Set of tasks —
1 - Answer these questions using the passage on Title IX and transgender students:
(a) In what year did the Department rescind the guidance it had issued in 2015 and 2016?
(b) Besides a handful of Connecticut public school districts, who received the Department's May 2020 letter?
(c) According to the updated OCR website, what does Bostock not control?
2 - Write the next paragraph of the passage on Title IX and transgender students, beginning after its final sentence.

As it relates to transgender students specifically, Title IX protections have fluctuated depending on the administration. Under the Trump Administration, Betsy DeVos has rolled back much of the Obama-era Title IX protections for these students. In 2017, the Department rescinded guidance issued in 2015 and 2016 which had stated that Title IX required students be admitted in sex-segregated facilities based on their gender identity (as opposed to biological sex). In June of that year, the Department chose to close OCR investigations of discrimination against transgender students, and in 2018, announced it would no longer accept complaints from transgender students related to their acces to sex-segregated bathrooms that match their gender identity. In May of 2020, the Department issued a letter to a handful of Connecticut public school districts and the Connecticut Interscholastic Athletic Conference threatening to withhold federal funds due to their allowing transgender athletes to participate in school sports in accordance with their gender identity.

Following the Bostock decision, the Department of Education has sent mixed messages as to how it plans to apply the ruling (or not) to its Title IX enforcement. Notably, the OCR website was updated to say both that “Bostock does not control the Department’s interpretation of Title IX” but that “nevertheless . . . the Bostock opinion guides OCRs understanding that discrimination against a person based on their status as homosexual or transgender generally involves discrimination on the basis of their biological sex.” This would seem to indicate that the Department did intend to apply Bostock to Title IX enforcement, even while recognizing the undisputed fact that the decision only explicitly applied to Title VII. However, immediately following the language quoted above, OCR lists a number of “resources” with “further information on OCR’s interpretation of Title IX in light of Bostock.” Seemingly in direct contradiction to its proclamation that discrimination based on gender identity or sexual orientation is sex discrimination, the list of resources includes an updated letter to the Connecticut schools under investigation, in which the Department doubles down on its initial position that allowing transgender athletes to participate based on their gender identity violates Title IX, explicitly stating that Bostock does not apply. To add an extra layer of confusion, the list of resources also includes a response letter to a complaint of discrimination based on sexual orientation in which OCR agrees that such discrimination would constitute a Title IX violation, also explicitly citing Bostock.

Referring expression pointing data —

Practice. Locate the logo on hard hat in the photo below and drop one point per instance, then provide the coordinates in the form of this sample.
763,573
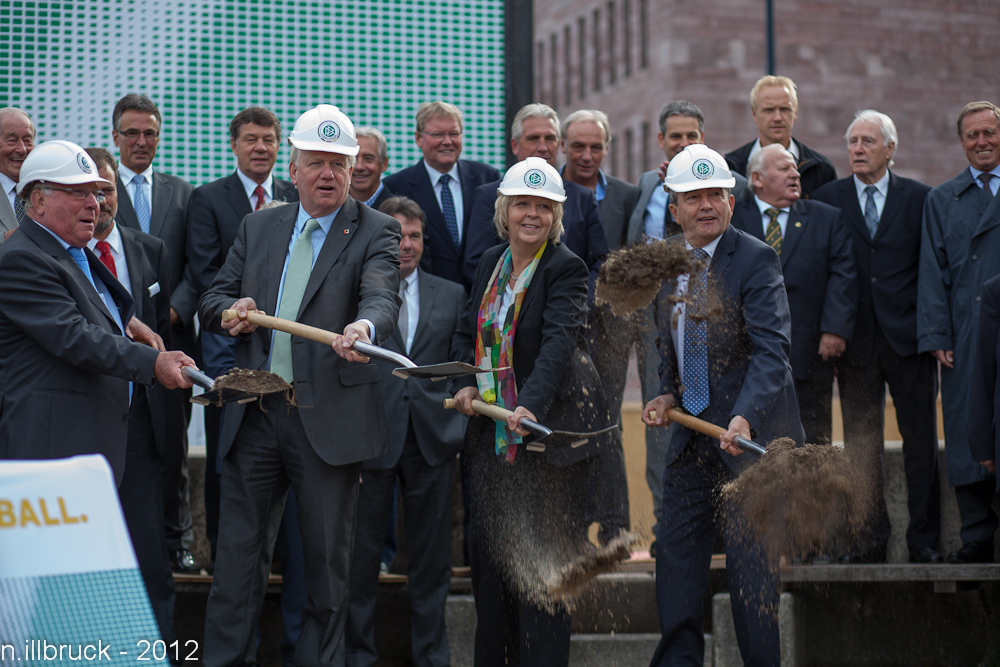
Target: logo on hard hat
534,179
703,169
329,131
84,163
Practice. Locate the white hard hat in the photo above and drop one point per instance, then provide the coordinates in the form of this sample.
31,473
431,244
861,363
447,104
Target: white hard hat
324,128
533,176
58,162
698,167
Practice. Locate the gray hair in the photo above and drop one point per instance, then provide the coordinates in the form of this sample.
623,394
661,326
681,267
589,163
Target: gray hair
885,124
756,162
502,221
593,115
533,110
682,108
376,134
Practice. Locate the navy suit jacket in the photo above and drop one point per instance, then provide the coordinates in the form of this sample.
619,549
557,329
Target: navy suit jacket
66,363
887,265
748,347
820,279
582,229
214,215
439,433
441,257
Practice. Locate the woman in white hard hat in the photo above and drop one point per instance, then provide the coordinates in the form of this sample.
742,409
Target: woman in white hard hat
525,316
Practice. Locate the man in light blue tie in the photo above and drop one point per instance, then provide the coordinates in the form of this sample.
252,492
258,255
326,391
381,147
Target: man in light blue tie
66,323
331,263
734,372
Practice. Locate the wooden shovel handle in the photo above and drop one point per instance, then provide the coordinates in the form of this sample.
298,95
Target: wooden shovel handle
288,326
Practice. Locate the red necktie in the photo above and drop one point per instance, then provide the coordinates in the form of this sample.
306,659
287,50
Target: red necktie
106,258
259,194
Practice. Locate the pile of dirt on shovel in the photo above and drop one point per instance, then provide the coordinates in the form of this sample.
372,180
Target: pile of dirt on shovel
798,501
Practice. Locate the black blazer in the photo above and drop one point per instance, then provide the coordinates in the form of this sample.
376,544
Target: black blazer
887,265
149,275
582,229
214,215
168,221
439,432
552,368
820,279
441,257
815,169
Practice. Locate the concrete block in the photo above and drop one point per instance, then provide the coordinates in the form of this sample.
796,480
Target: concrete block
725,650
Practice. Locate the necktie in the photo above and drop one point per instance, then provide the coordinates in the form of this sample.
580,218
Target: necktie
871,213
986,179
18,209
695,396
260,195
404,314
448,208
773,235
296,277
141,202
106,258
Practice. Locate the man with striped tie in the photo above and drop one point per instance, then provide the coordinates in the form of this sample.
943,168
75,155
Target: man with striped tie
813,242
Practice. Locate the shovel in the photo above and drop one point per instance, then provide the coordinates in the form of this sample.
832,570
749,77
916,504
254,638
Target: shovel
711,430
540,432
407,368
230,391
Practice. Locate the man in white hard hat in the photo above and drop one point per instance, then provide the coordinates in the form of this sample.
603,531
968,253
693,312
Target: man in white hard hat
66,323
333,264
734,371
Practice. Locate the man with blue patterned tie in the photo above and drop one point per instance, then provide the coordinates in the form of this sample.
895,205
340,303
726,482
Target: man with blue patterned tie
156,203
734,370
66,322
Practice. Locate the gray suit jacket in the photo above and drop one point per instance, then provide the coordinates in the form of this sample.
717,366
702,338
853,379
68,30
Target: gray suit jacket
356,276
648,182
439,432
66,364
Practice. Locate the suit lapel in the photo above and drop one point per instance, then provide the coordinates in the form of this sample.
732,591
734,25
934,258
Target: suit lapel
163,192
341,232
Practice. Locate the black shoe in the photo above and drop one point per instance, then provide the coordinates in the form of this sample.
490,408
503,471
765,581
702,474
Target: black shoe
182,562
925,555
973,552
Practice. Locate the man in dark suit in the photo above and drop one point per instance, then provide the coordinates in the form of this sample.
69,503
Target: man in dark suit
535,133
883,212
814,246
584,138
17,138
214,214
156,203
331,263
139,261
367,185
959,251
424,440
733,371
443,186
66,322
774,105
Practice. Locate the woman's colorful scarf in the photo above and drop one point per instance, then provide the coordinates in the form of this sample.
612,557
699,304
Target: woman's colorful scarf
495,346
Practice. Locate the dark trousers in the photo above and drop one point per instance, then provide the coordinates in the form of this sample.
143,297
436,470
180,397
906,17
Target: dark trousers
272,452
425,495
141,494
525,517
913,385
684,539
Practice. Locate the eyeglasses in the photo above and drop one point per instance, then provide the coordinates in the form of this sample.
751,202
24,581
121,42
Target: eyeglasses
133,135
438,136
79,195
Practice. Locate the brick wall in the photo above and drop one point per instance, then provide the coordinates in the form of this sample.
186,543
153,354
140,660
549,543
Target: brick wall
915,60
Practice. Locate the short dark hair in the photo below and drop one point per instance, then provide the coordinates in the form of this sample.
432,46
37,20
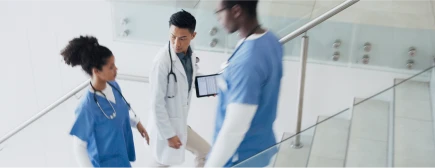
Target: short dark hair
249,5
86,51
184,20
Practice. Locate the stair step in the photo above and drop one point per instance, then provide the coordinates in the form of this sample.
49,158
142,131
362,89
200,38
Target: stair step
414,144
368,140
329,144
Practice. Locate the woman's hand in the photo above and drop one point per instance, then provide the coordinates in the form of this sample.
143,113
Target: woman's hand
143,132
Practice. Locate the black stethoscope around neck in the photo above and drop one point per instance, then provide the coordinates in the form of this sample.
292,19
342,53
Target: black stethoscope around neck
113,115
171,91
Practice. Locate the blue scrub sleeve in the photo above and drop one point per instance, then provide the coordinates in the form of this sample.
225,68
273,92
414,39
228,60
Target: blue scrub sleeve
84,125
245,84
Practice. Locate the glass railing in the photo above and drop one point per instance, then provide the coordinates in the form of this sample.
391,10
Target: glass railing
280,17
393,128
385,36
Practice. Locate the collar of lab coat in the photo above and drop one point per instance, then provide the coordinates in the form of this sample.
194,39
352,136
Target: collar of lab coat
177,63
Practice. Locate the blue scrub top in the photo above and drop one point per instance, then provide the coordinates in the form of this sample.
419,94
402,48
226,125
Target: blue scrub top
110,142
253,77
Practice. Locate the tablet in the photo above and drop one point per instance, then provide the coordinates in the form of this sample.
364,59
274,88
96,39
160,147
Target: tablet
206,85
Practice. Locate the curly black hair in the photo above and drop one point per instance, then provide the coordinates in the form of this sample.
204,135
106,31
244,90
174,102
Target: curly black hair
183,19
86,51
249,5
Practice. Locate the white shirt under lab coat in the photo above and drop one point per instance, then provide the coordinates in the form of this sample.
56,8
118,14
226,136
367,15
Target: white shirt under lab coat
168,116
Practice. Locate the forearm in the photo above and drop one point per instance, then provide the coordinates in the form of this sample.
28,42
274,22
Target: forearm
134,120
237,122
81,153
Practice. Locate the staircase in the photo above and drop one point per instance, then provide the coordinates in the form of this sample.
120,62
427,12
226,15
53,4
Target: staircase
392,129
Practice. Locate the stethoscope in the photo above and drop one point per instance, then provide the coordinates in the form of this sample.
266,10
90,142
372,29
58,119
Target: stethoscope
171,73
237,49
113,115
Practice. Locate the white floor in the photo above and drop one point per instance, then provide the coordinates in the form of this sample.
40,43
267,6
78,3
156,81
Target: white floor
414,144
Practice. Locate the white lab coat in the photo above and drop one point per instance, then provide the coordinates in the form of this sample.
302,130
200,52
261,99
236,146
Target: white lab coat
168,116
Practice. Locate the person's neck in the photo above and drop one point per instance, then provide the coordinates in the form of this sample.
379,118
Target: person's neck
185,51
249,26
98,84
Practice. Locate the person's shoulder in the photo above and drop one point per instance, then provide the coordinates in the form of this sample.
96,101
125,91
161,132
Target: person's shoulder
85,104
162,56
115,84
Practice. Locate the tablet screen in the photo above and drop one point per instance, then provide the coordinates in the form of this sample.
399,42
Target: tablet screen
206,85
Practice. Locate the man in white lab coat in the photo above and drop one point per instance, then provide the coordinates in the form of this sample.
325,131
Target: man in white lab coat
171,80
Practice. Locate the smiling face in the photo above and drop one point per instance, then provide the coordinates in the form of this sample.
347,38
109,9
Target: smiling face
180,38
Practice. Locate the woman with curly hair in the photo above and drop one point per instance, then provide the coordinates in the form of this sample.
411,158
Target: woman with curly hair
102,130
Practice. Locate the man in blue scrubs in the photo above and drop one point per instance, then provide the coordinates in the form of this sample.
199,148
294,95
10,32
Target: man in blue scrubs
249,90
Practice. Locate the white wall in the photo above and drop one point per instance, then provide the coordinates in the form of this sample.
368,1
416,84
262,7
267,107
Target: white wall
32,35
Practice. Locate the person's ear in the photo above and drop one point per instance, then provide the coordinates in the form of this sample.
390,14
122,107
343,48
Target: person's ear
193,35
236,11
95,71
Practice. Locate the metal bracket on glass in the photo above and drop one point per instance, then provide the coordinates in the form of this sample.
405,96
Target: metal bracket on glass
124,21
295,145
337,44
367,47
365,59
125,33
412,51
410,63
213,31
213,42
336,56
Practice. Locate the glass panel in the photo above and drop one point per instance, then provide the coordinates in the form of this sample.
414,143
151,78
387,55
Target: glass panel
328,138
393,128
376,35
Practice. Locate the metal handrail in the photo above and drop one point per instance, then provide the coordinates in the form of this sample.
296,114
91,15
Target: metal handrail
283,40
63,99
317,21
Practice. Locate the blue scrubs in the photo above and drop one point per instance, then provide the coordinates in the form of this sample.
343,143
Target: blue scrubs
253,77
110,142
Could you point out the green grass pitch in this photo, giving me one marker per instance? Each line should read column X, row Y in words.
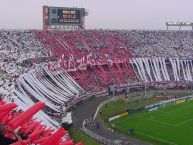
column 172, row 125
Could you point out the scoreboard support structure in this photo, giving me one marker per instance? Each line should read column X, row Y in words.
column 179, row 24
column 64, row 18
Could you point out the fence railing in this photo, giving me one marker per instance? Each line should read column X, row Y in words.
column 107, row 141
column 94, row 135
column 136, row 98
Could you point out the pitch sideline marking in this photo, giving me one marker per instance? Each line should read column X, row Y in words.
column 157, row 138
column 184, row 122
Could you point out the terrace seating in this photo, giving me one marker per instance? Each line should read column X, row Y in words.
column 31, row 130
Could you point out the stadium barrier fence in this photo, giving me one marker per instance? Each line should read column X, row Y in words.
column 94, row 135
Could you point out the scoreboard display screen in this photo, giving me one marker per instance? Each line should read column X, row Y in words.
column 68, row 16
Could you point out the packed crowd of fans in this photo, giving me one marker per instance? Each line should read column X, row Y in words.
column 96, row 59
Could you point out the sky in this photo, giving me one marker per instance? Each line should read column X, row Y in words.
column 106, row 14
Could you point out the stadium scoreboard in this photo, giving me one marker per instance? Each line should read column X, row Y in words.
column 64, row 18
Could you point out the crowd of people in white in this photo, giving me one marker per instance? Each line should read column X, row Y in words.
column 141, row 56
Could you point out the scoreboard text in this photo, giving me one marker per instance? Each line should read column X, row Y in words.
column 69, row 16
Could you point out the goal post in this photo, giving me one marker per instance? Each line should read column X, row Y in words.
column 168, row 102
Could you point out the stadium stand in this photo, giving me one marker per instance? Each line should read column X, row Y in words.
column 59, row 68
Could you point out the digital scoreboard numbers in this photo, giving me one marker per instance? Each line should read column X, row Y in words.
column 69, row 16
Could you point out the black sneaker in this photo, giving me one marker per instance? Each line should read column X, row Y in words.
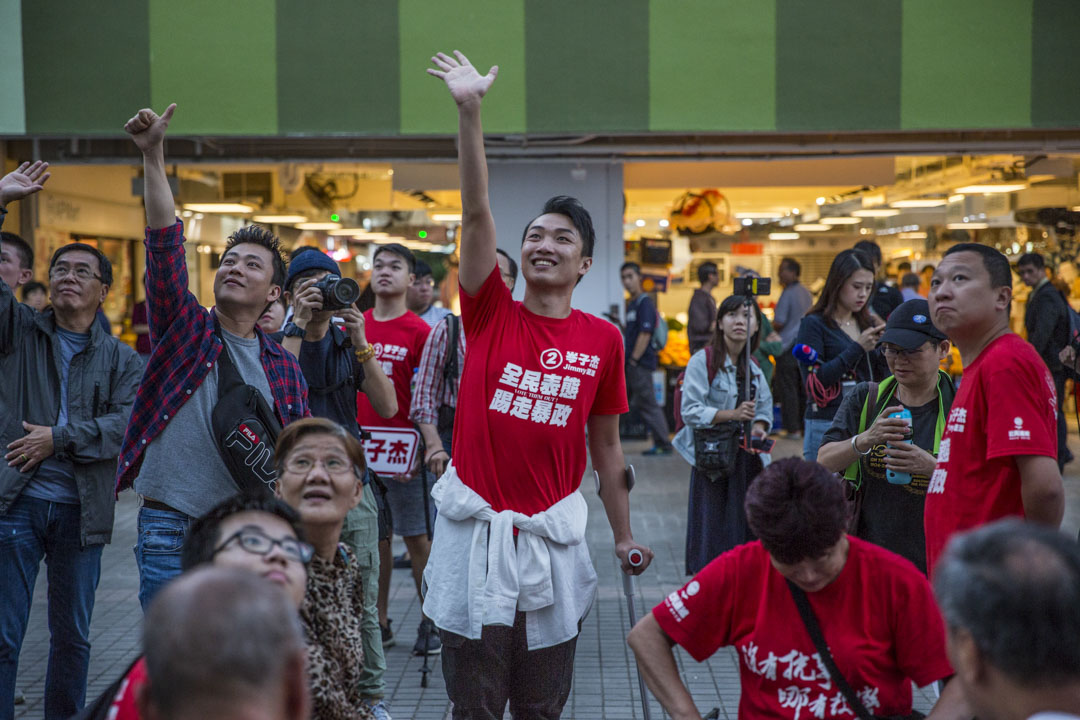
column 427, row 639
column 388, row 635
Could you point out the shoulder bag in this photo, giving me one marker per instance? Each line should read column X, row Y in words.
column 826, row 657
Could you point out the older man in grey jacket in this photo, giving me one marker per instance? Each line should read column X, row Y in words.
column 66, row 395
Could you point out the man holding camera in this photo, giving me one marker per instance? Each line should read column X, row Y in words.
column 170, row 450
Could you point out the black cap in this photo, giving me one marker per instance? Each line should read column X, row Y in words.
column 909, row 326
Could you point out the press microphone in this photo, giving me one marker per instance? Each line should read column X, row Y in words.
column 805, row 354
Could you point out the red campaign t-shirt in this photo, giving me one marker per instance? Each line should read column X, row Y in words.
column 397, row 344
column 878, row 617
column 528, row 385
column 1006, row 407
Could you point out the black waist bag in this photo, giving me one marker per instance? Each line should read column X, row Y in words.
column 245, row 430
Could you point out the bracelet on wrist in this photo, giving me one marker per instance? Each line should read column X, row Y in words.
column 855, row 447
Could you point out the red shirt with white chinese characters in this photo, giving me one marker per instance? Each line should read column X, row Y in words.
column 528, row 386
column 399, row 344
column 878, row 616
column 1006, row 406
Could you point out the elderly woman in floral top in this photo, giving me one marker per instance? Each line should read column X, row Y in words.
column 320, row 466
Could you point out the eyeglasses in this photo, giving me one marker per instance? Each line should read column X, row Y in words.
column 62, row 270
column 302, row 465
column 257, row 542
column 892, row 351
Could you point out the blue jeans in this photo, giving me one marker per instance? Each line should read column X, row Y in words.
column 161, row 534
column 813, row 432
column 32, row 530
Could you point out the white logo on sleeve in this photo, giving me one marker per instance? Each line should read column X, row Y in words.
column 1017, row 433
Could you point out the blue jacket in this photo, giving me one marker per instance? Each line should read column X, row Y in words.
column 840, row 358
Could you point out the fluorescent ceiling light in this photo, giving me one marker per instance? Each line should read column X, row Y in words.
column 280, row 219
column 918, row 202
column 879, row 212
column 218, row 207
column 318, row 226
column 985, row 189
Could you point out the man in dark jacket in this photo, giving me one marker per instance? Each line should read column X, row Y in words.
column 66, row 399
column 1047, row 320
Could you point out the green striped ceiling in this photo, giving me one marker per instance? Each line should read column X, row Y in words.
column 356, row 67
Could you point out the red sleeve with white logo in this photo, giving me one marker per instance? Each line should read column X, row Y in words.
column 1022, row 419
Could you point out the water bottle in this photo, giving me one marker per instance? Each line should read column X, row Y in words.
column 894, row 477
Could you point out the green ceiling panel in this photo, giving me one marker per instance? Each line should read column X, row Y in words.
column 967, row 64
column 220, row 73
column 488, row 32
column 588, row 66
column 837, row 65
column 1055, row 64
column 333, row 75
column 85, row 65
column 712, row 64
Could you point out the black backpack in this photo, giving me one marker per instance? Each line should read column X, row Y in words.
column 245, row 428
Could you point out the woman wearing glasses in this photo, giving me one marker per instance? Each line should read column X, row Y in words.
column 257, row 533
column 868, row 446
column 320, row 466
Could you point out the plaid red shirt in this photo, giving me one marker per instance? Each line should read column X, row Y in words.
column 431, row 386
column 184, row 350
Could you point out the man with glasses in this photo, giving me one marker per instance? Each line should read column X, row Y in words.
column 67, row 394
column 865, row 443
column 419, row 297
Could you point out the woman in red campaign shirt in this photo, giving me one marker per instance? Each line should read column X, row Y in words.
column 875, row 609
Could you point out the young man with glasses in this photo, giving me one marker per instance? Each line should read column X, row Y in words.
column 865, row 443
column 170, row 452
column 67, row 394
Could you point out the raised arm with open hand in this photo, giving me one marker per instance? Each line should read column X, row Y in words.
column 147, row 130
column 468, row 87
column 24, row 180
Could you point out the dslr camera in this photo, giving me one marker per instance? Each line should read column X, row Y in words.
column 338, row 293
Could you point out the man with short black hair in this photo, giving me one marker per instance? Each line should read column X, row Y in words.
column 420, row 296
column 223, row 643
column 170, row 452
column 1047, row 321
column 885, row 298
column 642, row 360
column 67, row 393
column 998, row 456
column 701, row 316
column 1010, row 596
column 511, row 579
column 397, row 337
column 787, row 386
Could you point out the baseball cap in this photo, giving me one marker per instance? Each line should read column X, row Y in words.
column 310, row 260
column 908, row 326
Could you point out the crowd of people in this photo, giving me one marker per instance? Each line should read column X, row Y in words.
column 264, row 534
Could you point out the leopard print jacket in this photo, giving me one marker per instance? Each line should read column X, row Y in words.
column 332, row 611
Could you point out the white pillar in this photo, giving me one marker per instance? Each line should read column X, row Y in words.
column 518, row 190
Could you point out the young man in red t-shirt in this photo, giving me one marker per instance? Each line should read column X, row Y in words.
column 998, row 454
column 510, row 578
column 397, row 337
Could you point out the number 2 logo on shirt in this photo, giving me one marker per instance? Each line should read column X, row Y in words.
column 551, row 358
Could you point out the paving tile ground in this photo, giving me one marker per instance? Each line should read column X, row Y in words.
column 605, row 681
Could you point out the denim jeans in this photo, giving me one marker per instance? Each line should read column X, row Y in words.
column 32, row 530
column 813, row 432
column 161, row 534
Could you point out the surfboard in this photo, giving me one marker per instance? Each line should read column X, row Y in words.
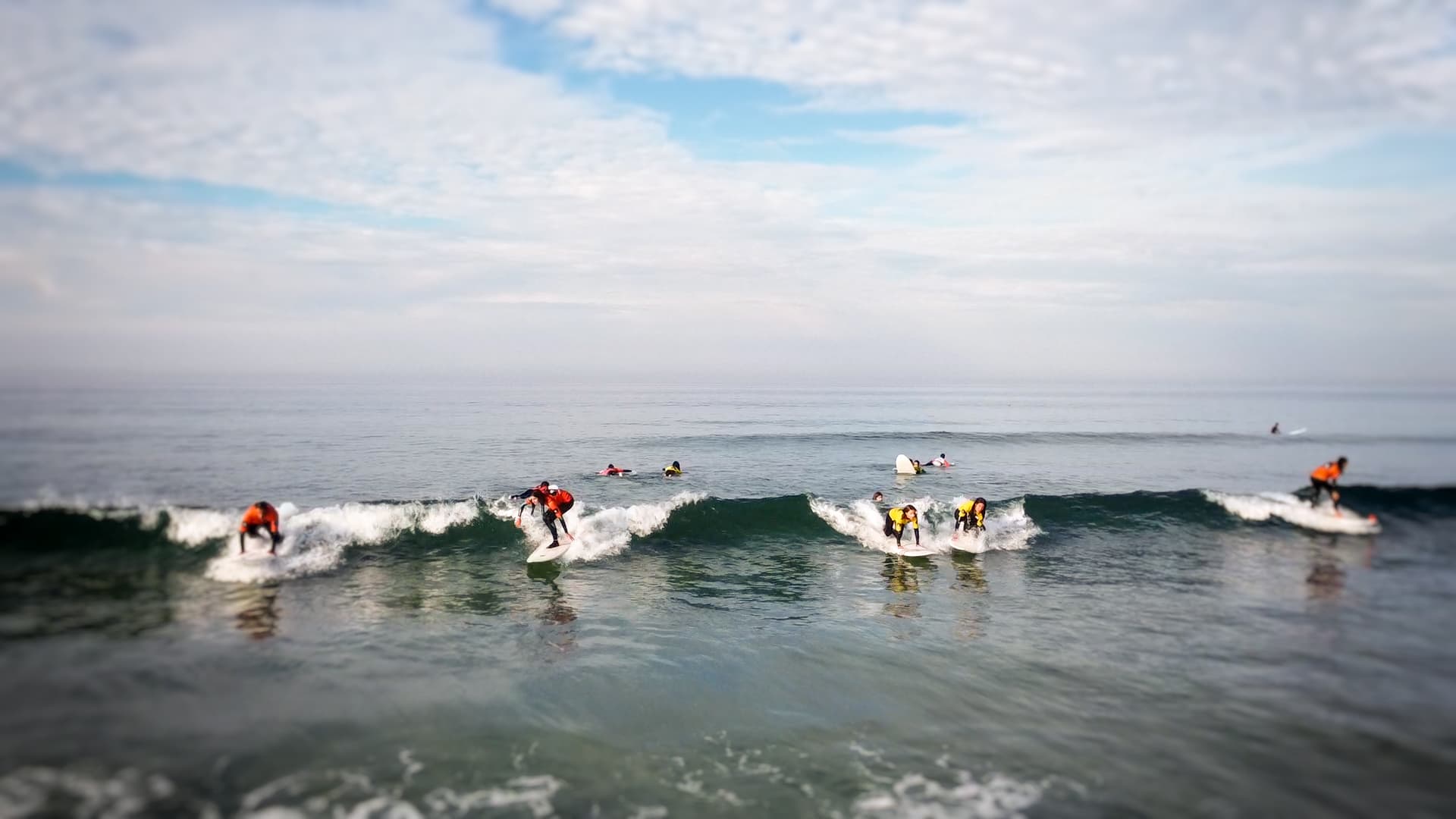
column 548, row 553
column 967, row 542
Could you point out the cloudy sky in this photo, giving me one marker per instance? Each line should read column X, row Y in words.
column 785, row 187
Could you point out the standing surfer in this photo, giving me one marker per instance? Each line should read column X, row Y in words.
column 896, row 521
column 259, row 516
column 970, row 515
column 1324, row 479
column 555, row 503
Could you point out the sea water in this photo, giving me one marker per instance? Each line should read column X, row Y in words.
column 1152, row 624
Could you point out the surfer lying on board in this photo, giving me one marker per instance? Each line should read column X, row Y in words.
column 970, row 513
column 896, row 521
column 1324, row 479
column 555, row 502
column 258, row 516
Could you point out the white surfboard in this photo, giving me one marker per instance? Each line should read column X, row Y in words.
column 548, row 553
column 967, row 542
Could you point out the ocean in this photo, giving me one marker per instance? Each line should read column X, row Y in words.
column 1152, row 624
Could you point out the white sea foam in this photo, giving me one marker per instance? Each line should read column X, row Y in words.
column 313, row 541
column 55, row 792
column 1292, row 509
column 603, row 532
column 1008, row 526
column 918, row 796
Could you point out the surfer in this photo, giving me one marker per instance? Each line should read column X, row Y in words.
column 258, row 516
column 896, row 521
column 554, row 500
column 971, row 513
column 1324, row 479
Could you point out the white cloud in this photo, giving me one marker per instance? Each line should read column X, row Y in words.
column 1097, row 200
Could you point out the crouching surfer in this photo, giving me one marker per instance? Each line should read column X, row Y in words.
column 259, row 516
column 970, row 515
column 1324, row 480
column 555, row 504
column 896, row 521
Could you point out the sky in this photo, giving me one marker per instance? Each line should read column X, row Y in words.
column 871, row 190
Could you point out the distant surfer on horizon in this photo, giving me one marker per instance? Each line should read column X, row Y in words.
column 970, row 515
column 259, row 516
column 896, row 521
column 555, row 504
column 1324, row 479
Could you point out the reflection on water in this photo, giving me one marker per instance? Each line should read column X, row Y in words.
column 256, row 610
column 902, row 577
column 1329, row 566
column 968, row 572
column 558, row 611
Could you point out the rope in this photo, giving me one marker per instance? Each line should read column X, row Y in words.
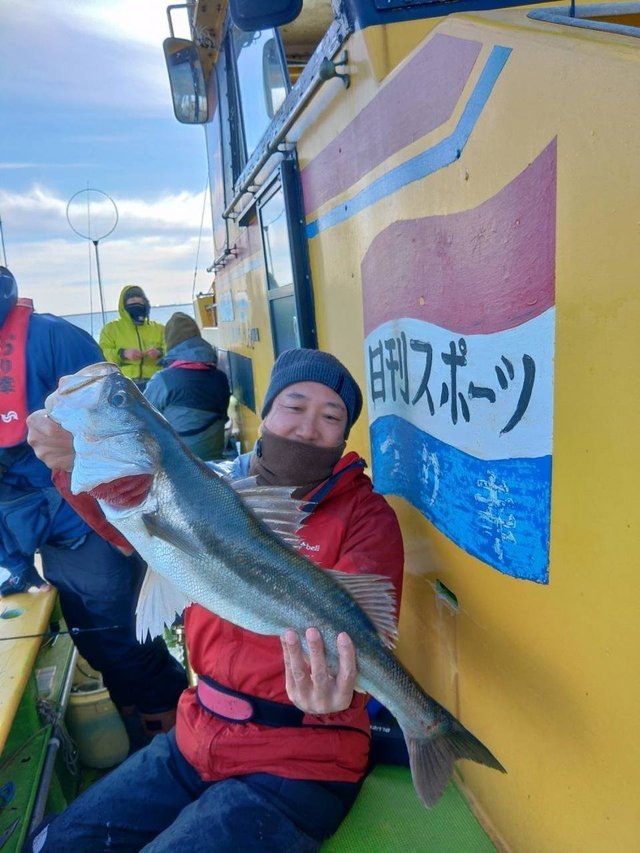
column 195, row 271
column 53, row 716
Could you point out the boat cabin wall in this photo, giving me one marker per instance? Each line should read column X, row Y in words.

Solved tasks —
1 -
(a) 2017
(b) The Connecticut Interscholastic Athletic Conference
(c) The Department's interpretation of Title IX

2 -
It’s not clear that the Department’s differentiation between transgender students and queer students under Title IX is a consistent one, especially given its explicit statement that both forms of discrimination would be unlawful. Besides the internal inconsistencies of its own enforcement, there seems to also be tension with how courts have applied Bostock to Title IX cases: the 4th Circuit and the 11th Circuit each ruled prohibiting a transgender student from using the bathroom aligned with their gender identity was a violation of Title IX under Bostock precedent. If it continues to crop up in circuit courts, this may be a question that ultimately is resolved by SCOTUS, this time, without Justice Ginsburg on the bench.